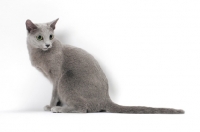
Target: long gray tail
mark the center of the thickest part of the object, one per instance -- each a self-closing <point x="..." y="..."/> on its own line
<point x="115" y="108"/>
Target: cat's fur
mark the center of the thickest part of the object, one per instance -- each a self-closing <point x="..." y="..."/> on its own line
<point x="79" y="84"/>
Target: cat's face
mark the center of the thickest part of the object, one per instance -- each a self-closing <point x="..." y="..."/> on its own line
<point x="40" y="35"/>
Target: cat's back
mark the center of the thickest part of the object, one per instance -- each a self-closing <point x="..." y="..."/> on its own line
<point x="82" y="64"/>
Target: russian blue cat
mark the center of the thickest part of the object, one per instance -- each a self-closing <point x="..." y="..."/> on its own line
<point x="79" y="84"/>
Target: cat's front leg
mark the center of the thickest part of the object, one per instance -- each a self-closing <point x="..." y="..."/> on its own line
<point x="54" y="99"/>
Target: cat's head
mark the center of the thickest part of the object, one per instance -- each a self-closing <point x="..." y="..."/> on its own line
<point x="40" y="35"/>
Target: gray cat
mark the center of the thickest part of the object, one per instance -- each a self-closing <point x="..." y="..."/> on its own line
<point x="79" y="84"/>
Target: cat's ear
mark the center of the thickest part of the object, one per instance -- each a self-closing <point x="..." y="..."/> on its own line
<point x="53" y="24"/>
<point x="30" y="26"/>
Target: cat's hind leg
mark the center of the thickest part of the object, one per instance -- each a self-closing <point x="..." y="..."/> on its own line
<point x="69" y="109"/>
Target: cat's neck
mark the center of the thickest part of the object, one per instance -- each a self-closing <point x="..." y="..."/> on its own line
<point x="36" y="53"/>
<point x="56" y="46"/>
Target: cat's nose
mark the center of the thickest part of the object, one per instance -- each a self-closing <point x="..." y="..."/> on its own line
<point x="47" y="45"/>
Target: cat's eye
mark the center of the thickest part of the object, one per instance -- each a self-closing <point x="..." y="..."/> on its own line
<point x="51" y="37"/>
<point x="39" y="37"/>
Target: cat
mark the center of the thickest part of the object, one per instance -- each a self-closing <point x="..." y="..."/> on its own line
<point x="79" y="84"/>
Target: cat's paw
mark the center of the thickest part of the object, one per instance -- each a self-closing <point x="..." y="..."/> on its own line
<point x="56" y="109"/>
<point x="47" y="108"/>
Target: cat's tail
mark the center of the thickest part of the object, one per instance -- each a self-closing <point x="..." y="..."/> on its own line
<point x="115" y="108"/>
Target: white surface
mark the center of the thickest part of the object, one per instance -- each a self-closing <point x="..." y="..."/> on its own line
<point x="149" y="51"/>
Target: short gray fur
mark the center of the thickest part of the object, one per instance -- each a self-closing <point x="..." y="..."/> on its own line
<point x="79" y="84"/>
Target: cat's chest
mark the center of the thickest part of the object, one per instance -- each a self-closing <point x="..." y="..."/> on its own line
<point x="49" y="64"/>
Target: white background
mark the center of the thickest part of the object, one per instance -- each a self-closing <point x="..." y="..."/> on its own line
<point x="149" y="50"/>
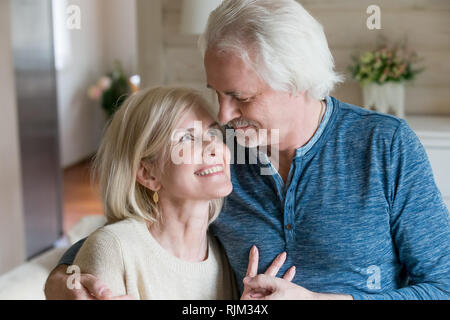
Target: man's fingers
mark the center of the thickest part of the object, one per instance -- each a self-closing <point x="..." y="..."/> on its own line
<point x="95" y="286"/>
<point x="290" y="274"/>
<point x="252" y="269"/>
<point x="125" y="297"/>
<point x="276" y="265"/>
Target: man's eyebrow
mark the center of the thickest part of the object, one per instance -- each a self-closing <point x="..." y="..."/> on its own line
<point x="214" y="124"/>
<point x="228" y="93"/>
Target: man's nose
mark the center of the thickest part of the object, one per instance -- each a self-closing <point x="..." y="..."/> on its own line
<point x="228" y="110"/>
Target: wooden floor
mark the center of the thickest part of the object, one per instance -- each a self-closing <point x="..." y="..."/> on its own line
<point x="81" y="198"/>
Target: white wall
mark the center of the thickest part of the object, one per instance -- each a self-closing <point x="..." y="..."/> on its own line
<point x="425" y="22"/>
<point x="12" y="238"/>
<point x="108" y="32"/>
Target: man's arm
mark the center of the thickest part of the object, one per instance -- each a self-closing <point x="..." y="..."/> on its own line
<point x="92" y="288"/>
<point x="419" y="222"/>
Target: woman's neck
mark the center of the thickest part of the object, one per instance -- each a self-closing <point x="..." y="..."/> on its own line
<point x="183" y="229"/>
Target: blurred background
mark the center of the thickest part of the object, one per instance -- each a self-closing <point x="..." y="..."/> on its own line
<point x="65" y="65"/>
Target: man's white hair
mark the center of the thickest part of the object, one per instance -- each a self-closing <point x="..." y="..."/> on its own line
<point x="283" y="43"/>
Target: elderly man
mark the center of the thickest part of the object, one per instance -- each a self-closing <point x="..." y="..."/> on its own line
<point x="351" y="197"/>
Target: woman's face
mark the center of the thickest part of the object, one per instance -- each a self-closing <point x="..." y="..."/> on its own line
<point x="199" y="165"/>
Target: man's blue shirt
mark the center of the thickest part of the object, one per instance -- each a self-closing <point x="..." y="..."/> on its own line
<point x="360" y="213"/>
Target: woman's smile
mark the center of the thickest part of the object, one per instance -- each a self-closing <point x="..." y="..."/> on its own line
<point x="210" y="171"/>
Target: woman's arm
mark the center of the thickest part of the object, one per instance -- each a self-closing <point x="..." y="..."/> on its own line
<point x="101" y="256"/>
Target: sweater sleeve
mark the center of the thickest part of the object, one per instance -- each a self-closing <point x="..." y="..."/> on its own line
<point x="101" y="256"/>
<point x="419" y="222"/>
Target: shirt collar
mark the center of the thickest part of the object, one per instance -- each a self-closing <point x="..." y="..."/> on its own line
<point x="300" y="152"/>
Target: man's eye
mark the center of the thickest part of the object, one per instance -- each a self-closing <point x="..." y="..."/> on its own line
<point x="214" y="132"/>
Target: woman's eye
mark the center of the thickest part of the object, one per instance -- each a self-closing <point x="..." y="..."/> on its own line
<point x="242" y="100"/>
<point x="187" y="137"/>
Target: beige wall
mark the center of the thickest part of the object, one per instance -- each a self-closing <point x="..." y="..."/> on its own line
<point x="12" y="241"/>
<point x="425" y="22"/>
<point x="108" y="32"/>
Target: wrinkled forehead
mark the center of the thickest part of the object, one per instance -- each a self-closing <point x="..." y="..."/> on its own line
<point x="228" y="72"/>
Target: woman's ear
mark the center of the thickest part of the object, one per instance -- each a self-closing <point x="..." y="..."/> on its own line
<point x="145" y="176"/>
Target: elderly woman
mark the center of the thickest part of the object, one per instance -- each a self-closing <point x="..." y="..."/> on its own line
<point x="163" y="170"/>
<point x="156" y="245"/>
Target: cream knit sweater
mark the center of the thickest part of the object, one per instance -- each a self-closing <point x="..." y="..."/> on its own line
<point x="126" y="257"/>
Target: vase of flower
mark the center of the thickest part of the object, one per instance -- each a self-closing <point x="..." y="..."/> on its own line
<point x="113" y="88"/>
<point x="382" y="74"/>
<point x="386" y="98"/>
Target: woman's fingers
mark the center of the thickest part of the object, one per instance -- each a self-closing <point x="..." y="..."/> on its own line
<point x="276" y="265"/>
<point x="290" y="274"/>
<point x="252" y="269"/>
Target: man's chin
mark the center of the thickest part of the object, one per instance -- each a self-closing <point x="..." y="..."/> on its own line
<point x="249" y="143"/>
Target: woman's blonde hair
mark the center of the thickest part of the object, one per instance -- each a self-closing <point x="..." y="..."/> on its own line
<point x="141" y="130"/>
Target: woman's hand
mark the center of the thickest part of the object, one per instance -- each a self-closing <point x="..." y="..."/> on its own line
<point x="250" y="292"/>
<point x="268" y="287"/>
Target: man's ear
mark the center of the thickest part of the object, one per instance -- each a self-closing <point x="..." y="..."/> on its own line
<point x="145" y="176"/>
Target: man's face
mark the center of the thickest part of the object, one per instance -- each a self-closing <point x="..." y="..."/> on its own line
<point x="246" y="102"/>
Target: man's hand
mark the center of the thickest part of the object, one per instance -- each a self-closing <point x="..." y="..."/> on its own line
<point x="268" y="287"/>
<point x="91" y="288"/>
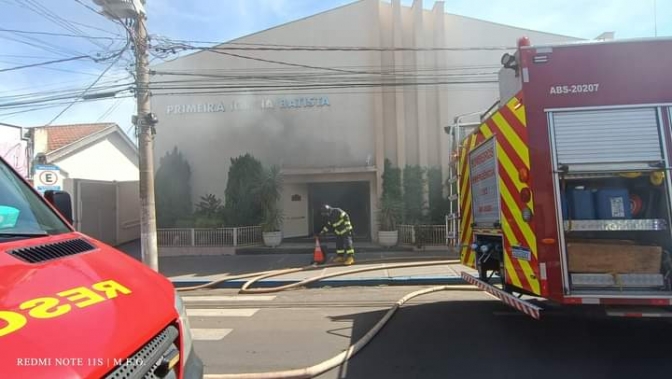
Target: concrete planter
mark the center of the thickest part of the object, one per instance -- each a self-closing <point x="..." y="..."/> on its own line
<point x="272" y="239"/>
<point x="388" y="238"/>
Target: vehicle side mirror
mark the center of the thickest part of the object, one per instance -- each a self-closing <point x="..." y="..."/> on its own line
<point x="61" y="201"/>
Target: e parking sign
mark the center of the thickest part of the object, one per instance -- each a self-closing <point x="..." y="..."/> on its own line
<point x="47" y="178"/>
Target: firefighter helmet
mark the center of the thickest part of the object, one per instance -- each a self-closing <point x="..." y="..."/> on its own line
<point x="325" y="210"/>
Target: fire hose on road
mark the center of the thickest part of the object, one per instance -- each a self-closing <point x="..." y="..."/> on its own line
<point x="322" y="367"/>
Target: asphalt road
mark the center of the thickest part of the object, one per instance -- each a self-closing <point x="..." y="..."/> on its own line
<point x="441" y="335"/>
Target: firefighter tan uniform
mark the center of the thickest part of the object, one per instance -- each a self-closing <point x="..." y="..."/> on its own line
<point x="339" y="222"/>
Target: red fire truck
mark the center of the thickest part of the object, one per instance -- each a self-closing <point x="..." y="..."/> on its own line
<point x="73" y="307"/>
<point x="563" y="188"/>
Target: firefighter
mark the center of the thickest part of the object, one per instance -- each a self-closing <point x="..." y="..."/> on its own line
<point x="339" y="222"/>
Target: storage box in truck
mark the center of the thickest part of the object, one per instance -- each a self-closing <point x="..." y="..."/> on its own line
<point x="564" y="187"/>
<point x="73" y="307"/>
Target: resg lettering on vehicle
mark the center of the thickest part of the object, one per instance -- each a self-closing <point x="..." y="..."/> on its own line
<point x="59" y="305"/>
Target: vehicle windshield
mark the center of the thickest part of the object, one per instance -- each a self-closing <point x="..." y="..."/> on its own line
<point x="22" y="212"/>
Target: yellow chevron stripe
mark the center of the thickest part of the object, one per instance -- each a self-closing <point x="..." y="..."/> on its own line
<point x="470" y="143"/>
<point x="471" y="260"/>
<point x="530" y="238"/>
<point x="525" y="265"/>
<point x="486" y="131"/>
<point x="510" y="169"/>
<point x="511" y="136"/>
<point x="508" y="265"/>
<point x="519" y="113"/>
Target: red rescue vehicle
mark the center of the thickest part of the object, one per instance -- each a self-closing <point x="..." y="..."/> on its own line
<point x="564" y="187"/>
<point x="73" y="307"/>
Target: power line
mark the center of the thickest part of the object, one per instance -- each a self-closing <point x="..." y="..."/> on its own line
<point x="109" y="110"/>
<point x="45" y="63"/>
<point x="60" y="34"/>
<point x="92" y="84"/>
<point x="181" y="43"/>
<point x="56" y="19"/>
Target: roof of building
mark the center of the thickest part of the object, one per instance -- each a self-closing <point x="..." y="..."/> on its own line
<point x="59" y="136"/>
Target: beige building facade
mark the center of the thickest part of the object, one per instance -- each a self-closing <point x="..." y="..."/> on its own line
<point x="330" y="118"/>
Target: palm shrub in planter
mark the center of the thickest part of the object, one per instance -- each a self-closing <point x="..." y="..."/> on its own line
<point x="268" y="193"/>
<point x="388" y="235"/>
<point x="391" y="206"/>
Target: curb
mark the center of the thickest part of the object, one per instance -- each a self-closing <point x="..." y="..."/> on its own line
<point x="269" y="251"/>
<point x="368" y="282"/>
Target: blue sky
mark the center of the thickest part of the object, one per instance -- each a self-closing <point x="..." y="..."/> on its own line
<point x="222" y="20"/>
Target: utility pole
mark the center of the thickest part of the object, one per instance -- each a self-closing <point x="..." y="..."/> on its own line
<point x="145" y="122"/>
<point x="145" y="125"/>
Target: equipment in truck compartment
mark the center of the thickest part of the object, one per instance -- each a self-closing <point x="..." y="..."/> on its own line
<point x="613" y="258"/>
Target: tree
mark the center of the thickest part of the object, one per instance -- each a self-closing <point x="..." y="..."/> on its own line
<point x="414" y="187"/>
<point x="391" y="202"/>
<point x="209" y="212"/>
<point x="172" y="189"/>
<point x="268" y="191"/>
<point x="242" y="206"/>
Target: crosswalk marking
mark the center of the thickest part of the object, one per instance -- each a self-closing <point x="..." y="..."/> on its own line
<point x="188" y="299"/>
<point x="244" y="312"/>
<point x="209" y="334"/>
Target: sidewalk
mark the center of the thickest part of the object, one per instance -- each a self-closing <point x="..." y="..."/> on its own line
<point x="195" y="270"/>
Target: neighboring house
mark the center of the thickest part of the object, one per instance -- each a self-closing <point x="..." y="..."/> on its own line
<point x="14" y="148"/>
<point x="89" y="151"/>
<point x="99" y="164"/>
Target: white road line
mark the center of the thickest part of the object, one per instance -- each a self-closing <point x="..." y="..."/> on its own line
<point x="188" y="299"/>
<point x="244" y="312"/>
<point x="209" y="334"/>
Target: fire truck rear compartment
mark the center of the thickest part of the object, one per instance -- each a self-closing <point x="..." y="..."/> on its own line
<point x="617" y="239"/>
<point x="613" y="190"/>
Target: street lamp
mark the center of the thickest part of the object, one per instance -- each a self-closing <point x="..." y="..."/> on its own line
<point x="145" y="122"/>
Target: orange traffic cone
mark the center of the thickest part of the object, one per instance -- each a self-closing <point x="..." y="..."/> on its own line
★ ★ ★ ★ ★ ★ ★
> WHAT IS EXPECTED: Locate "Target: fire truck rear compartment" in the data above. Then repeat, exactly, its line and each line after it through the last, adding nothing.

> RESULT FOR THIS TASK:
Target: fire truck rear compartment
mark the center of the thickest part of the object, one per instance -- each a self-closing <point x="..." y="..."/> on its own line
<point x="617" y="239"/>
<point x="613" y="190"/>
Target: street lamp
mark the center of the thickest part of the object, one per instance -- each a self-closing <point x="..." y="..."/> on its own line
<point x="145" y="122"/>
Target: orange traffic cone
mark the center of the thickest part of the object, one per instance -- each a self-closing <point x="..." y="..."/> on its own line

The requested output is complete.